▶ **What the task requires**
From the first line to the last, return the data exactly as written.
-------
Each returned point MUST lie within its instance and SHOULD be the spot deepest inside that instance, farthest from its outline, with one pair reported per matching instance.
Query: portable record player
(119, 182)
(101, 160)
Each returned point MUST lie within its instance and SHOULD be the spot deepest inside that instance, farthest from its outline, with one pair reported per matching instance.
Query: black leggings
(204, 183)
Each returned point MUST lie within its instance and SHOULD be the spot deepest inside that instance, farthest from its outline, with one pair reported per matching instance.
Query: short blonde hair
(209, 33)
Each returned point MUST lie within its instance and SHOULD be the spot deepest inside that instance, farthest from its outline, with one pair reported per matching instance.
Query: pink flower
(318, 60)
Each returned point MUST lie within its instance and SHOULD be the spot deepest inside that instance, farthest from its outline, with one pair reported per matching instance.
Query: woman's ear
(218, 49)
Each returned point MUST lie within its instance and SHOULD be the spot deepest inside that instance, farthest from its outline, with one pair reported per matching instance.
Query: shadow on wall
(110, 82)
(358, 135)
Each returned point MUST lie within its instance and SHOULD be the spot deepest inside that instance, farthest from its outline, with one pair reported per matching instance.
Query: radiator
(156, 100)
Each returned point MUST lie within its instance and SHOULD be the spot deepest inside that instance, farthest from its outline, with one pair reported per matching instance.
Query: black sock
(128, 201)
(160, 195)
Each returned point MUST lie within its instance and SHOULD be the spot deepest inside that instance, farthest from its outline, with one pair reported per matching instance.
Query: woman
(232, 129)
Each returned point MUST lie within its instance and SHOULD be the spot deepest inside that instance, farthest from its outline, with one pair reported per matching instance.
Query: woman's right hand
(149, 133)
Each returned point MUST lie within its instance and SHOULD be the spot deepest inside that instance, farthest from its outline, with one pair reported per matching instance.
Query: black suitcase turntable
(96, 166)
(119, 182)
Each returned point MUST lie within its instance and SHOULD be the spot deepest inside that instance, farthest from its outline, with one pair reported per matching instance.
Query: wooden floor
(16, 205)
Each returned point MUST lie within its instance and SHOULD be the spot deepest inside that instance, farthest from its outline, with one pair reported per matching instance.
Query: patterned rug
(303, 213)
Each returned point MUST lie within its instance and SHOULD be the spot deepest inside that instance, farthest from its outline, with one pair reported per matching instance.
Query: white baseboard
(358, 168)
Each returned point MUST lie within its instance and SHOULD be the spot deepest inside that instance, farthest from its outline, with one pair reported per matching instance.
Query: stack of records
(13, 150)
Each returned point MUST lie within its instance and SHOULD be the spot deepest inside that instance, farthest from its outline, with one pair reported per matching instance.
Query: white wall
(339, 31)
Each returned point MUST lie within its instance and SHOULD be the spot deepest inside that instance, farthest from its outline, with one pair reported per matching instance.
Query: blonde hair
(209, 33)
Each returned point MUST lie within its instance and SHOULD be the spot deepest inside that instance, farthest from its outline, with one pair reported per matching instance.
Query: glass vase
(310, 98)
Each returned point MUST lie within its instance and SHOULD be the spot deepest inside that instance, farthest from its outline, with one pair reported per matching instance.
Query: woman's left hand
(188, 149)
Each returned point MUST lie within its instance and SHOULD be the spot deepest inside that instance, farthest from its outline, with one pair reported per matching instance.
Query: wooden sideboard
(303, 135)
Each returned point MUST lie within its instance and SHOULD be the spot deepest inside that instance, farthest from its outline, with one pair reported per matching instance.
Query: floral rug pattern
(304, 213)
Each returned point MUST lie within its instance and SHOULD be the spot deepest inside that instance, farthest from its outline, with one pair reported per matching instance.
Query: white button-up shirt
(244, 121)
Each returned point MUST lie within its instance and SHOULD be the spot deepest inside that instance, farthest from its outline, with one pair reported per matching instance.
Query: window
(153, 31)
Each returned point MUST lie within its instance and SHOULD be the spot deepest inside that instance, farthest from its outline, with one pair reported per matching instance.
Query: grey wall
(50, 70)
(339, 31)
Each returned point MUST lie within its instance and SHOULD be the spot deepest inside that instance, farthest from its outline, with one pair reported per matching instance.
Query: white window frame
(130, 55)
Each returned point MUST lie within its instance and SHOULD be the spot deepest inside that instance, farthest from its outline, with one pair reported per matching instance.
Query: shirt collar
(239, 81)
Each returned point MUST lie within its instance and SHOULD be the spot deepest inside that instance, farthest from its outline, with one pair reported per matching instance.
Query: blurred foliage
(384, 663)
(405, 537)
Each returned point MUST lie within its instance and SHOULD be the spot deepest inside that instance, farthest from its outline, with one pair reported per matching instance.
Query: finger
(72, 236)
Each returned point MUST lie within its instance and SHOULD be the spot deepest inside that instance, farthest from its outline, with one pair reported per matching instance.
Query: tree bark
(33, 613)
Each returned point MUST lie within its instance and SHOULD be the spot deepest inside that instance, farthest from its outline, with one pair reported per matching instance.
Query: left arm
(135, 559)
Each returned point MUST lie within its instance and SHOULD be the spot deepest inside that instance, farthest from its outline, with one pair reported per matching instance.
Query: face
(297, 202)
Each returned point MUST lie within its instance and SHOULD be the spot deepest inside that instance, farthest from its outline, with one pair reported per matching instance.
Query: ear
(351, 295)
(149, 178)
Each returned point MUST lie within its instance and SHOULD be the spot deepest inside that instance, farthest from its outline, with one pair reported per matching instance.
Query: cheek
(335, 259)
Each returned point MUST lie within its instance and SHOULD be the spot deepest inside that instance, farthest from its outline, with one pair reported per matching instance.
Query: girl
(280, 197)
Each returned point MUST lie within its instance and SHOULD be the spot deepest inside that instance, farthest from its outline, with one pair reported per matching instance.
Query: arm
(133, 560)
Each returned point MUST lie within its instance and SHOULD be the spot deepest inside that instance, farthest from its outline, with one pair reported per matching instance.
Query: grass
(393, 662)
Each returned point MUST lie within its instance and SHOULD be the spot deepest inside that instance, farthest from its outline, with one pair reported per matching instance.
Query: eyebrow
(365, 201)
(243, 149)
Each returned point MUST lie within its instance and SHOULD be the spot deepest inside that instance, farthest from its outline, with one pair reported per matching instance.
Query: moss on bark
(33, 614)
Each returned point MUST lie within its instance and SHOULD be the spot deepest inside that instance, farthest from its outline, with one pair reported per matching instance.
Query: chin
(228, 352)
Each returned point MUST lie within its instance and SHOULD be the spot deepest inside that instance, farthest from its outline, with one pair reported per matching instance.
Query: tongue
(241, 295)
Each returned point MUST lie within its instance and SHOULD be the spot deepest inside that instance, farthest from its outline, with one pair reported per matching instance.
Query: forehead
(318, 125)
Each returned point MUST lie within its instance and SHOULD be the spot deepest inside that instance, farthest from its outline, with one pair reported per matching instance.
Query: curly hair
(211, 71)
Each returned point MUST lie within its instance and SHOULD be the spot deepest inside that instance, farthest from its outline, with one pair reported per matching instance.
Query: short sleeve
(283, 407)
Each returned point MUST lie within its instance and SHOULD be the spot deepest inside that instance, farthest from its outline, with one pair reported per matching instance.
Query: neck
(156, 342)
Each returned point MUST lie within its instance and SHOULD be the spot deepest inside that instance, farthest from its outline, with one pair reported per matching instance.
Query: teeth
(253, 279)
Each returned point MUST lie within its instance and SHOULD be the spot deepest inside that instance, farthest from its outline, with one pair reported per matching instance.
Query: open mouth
-------
▶ **Exercise solution**
Each returned point MUST lie within its instance and SHOULD be the spot deepest inside that instance, farthest from its outline, with one pair reported per matching instance.
Query: portable record player
(119, 182)
(101, 160)
Each returned point MUST lie within its instance and SHOULD be the spot deepest inside that instance, farthest from its outline, with one pair reported per matching instance.
Query: black leggings
(204, 183)
Each returned point MUST lie within its instance and SHOULD be the spot deepest inside that instance, farthest from its outline, with one pair reported per matching instance.
Query: short blonde hair
(209, 33)
Each returned point MUST lie within its instance and SHOULD be the spot deepest inside that instance, farthest from its outline, with one pair reported per matching instance.
Query: pink flower
(318, 60)
Each returned point MUST lie within its instance and SHOULD be the spot deepest inside that instance, farthest from its outline, with one pair reported per matching instance.
Query: woman's ear
(218, 49)
Each returned point MUST lie within its instance and SHOULD be the spot deepest inside that instance, farthest from its outline, with one pair reported per matching instance.
Query: shadow on wall
(110, 82)
(358, 135)
Each returned point MUST lie within its instance and SHOULD be the spot deepest inside that instance, farthest from its outline, with one pair reported per matching instance.
Query: radiator
(156, 100)
Each returned point MUST lie within its instance and SHOULD be the spot deepest inside that instance, farthest from its outline, with one pair reported per matching instance.
Query: black sock
(128, 201)
(160, 195)
Each returned point MUST lie within its instance and SHOULD be the spot deepest inside that instance, farthest from its outline, with one pair reported per matching instance.
Query: woman
(232, 129)
Each returned point MUST lie within its instance and SHOULD be the spot deepest inside that instance, farthest from its outline, with one pair reported per matching instance.
Query: woman's right hand
(149, 133)
Each returned point MUST lie within its instance and SHOULD be the spot deepest inside that instance, farthest from its outline, with one pair reported per matching instance.
Query: black suitcase turntable
(96, 166)
(119, 182)
Each returned point MUST lie within its instance and SHOULD be the spot deepest inside that instance, farthest from its outline, with one pair reported per matching instance.
Query: wooden floor
(16, 205)
Each returned point MUST lie within its instance and SHOULD be the spot deepest inside that instance, farthest from its outline, with one pair reported per matching instance.
Query: patterned rug
(303, 213)
Each returned point MUST lie within its instance and SHOULD be the spot deepest inside that instance, farthest from its outline, with one pair reported per matching instance.
Query: white baseboard
(358, 168)
Each returned point MUST lie within its instance and SHOULD be the spot deepest inside that instance, farthest from its outline, with one pair reported per matching instance.
Query: stack of records
(13, 150)
Each returned point MUST lie within its instance and SHOULD be the spot deepest inside that instance, farthest from its outline, with one pair reported per matching instance.
Query: white wall
(339, 31)
Each returned point MUST lie within its instance and SHOULD be the spot deepest inside that instance, farthest from its outline, with one pair reported per matching instance.
Query: blonde hair
(209, 33)
Each returned point MUST lie within its instance and SHOULD be the spot deepest inside that instance, farthest from its outline, with one pair reported per matching instance.
Query: glass vase
(310, 98)
Each returned point MUST lie within its instance and SHOULD be the spot deepest inside that instance, farthest from its outline, with one pair reported per matching instance.
Query: woman's left hand
(188, 149)
Each returned point MUST lie within its instance and SHOULD be the spot deepest inside that instance, farthest from its outline, with one pair reported per matching instance.
Query: wooden sideboard
(303, 135)
Each returned point MUST lie within its instance and SHOULD be the spot deepest inside that instance, farthest from its outline, with one pair reported per matching instance.
Query: floral rug pattern
(304, 213)
Each returned point MUST lie within its instance and SHOULD be the spot deepest inside that instance, farthest from its outline, with one pair reported per matching instance.
Query: white button-up shirt
(244, 121)
Each returned point MUST lie within its instance and SHOULD be the spot deepest inside that instance, farthest from its outline, with one pair reported per matching instance.
Query: window
(153, 31)
Each returned point MUST lie within its instance and SHOULD be the spot deepest inside that instance, farthest from its outline, with one pair reported per matching instance.
Query: grey wall
(50, 70)
(339, 31)
Each returned point MUST lie within its instance and SHOULD be the spot deepest inside that instance, farthest from its outline, with one pair reported per matching instance.
Query: white window frame
(130, 55)
Each returned point MUST lie within its instance and SHOULD be the spot deepest inside that instance, farthest from its outline, with one pair reported per matching instance.
Query: shirt collar
(239, 81)
Each returned point MUST lie within its instance and SHOULD be the spot deepest inside that instance, farthest from its outline, with one pair reported per matching instance.
Query: blurred foliage
(384, 663)
(405, 537)
Each returned point MUST lie within its instance and SHOULD be the spot deepest inside that instance, farthest from its outline, with one pair reported per matching instance.
Query: finger
(72, 236)
Each returned point MUST lie within its instance and SHOULD be the spot deepest inside that instance, farthest from its outline, with one pair reported per matching instance.
Query: tree bark
(33, 613)
Each returned point MUST lie within its instance and SHOULD be the spot deepest inside that instance, farthest from its outline, with one pair reported per matching instance.
Query: left arm
(135, 559)
Each returned point MUST lie within its instance and SHOULD be the spot deepest inside that instance, farthest from its outline, with one pair reported per matching instance.
Query: face
(297, 202)
Each returned point MUST lie within its instance and SHOULD be the spot deepest inside that instance, farthest from its outline, with one pair reported per matching instance.
Query: ear
(351, 295)
(149, 178)
Each returned point MUST lie within its instance and SHOULD be the spot deepest inside that instance, farthest from its outline, with one pair reported per matching instance.
Query: cheek
(335, 259)
Each returned point MUST lie within its instance and SHOULD be the spot deepest inside that instance, farthest from its outline, with one pair reported per matching instance.
Query: girl
(280, 197)
Each returned point MUST lie within its instance and SHOULD be the spot deepest inside that instance, farthest from its outline, with one pair reported per matching instance.
Query: arm
(133, 560)
Each returned point MUST lie within its instance and SHOULD be the spot deepest inside that instance, farthest from its outline, with one pair reported per matching instance.
Query: grass
(393, 662)
Each returned point MUST lie within its instance and SHOULD be the spot deepest inside that instance, farthest from its outline, with one pair reported per matching instance.
Query: eyebrow
(365, 201)
(243, 149)
Each returned point MUST lie within its instance and SHOULD be the spot deepest inside that instance, farthest from its outline, with one pair reported per matching instance.
Query: moss on bark
(33, 614)
Each returned point MUST lie within its instance and SHOULD be the spot deepest inside that instance, farthest from its outline, with one pair reported per matching instance.
Query: chin
(228, 352)
Each returned point MUST lie within its instance and SHOULD be the spot deepest inside that instance, farthest from its outline, with one pair reported per matching instance.
Query: tongue
(241, 295)
Each returned point MUST lie within its instance and SHOULD be the spot deepest inside that instance, farthest from its outline, with one pair reported per matching instance.
Query: forehead
(318, 125)
Each returned point MUST lie within its instance and SHOULD be the spot deepest inside that instance, farthest from its outline, with one pair reported per matching instance.
Query: curly hair
(211, 71)
Each returned point MUST lie within its instance and SHOULD be the spot deepest inside that instance, farthest from its outline, with one pair reported per matching instance.
Query: short sleeve
(283, 407)
Each returned point MUST lie within its instance and SHOULD be the spot deepest inside that instance, farthest from its outline, with one pair reported per matching instance.
Query: neck
(156, 342)
Each returned point MUST lie within its instance and SHOULD be the spot deepest inside that instance, farthest from its outline, with one pair reported per matching instance.
Query: teeth
(253, 279)
Each returned point MUST lie within its instance and SHOULD be the spot deepest inside that instance, farthest from its outline, with one pair reported per matching instance.
Query: open mouth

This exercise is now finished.